§ Texte fourni:
B.2. L'article 10bis de l'arrêté royal n° 50, dans la version qui est applicable au 1er janvier 2007, dispose : « Lorsque le travailleur salarié peut prétendre à une pension de retraite en vertu du présent arrêté et à une pension de retraite ou un avantage en tenant lieu en vertu d'un ou de plusieurs autres régimes et lorsque le total des fractions qui pour chacune de ces pensions en expriment l'importance dépasse l'unité, la carrière professionnelle qui est prise en considération pour le calcul de la pension de retraite comme travailleur salarié est diminuée d'autant d'années qu'il est nécessaire pour réduire ledit total à l'unité.

La fraction visée à l'alinéa précédent exprime le rapport entre la durée des périodes, le pourcentage ou tout autre critère à l'exclusion du montant, pris en considération pour la fixation de la pension accordée et le maximum de la durée, du pourcentage ou de tout autre critère sur base duquel une pension complète peut être accordée.

Une réduction analogue est appliquée lorsque le conjoint survivant d'un travailleur salarié peut prétendre à une pension de survie en vertu du présent arrêté et à une pension de survie ou un avantage en tenant lieu en vertu d'un ou de plusieurs autres régimes et dont l'importance globale dépasse les normes visées au premier alinéa.

Pour l'application du présent article il y a lieu d'entendre par ' autre régime ' tout autre régime belge en matière de pension de retraite et de survie, à l'exclusion de celui des indépendants et tout autre régime analogue d'un pays étranger ou un régime qui est applicable au personnel d'une institution de droit international public. [...] ».

B.3. L'article 19 de l'arrêté royal n° 72, dans la version qui est applicable au 1er janvier 2007, dispose : « Lorsque le travailleur indépendant peut prétendre à une pension de retraite en vertu du présent arrêté et à une pension de retraite ou un avantage en tenant lieu en vertu d'un ou de plusieurs autres régimes et lorsque le total des fractions qui pour chacune de ces pensions en expriment l'importance dépasse l'unité, la fraction représentative de la carrière professionnelle qui est prise en considération pour le calcul de la pension de retraite comme travailleur indépendant est diminuée autant qu'il faut pour réduire ledit total à l'unité.

La fraction visée à l'alinéa précédent exprime le rapport entre la durée des périodes, le pourcentage ou tout autre critère à l'exclusion du montant, pris en considération pour la fixation de la pension accordée et le maximum de la durée, du pourcentage ou de tout autre critère sur base duquel une pension complète peut être accordée.

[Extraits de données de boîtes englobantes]

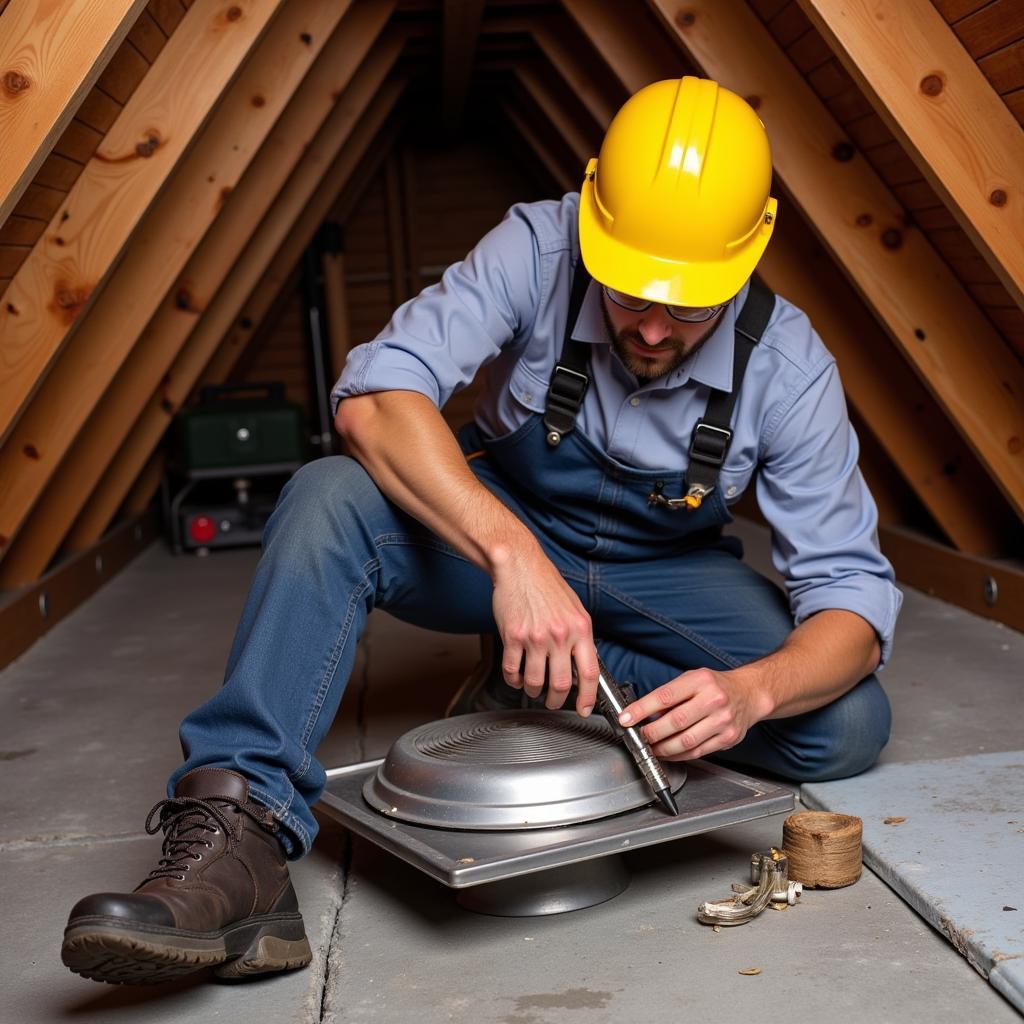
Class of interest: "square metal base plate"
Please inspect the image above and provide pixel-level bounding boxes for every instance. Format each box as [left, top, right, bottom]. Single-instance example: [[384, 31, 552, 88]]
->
[[317, 758, 796, 889]]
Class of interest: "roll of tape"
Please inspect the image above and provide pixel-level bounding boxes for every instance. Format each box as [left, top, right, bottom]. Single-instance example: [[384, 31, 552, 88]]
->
[[782, 811, 863, 889]]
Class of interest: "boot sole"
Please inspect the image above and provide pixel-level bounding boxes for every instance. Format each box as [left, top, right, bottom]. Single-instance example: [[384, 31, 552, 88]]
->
[[60, 914, 312, 985]]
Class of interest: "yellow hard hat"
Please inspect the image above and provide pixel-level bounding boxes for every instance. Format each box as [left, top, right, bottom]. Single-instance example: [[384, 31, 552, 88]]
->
[[580, 77, 777, 306]]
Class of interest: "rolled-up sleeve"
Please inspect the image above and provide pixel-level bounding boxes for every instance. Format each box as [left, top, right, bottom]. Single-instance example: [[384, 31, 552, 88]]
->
[[757, 358, 902, 665], [331, 207, 540, 413]]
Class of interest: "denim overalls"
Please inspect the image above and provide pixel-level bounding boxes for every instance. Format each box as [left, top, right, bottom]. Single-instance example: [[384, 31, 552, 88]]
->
[[174, 270, 890, 856]]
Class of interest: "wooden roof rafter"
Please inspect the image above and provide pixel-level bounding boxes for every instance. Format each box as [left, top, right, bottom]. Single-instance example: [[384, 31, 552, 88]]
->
[[0, 0, 382, 581], [0, 12, 402, 587], [800, 0, 1024, 308], [0, 0, 145, 225], [634, 0, 1024, 515], [566, 0, 1012, 553], [0, 0, 283, 444], [441, 0, 484, 135], [61, 79, 404, 551]]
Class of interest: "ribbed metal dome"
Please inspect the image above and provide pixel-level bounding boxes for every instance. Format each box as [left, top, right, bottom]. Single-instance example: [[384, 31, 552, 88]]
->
[[362, 711, 686, 831], [415, 713, 616, 765]]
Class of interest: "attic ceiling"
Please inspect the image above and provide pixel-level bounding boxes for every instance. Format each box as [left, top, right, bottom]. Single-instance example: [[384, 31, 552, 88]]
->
[[0, 0, 1024, 610]]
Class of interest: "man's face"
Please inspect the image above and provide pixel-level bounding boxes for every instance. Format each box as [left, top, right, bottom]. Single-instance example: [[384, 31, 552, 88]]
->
[[601, 289, 722, 381]]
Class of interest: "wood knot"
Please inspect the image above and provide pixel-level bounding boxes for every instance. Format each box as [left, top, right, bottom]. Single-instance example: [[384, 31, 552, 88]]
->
[[135, 133, 160, 159], [882, 227, 903, 249], [3, 71, 32, 97], [50, 282, 91, 327]]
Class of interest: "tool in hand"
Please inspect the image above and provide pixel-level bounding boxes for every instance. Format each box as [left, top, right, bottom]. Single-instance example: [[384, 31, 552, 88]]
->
[[573, 657, 679, 814]]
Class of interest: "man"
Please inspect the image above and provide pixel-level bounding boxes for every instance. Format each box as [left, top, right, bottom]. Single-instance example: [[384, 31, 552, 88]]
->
[[63, 78, 900, 981]]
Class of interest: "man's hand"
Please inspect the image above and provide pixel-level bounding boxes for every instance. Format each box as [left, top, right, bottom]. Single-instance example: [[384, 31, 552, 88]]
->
[[618, 669, 771, 761], [493, 547, 597, 718]]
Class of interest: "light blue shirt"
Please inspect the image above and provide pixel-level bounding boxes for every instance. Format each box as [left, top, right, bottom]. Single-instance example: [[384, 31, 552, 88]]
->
[[331, 193, 902, 662]]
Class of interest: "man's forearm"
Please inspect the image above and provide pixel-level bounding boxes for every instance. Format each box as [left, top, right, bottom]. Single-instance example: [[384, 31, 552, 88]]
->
[[335, 391, 537, 577], [730, 609, 881, 719]]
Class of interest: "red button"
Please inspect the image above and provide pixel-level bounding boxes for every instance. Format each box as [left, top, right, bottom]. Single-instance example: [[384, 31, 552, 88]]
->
[[188, 515, 217, 544]]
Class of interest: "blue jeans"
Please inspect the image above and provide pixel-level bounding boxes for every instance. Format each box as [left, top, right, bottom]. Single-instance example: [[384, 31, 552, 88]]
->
[[168, 457, 890, 857]]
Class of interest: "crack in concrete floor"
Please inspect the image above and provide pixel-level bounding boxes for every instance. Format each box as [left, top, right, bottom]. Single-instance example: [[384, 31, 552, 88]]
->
[[315, 635, 373, 1024]]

§ Travail à faire:
1 - Recopiez, s'il vous plaît, le passage du texte fourni qui va de « Une réduction analogue » à « au premier alinéa. ».
2 - Répondez aux questions suivantes d'après le texte fourni.
(a) Quel régime belge l'article 10bis de l'arrêté royal n° 50 exclut-il de ce qu'il faut entendre par « autre régime » ?
(b) Quel article de l'arrêté royal n° 72 est cité ?
(c) Quel critère la fraction exclut-elle expressément du rapport qu'elle exprime ?

§ Réponses par consigne:
1 -
Une réduction analogue est appliquée lorsque le conjoint survivant d'un travailleur salarié peut prétendre à une pension de survie en vertu du présent arrêté et à une pension de survie ou un avantage en tenant lieu en vertu d'un ou de plusieurs autres régimes et dont l'importance globale dépasse les normes visées au premier alinéa.

2 -
(a) Celui des indépendants.
(b) L'article 19.
(c) Le montant.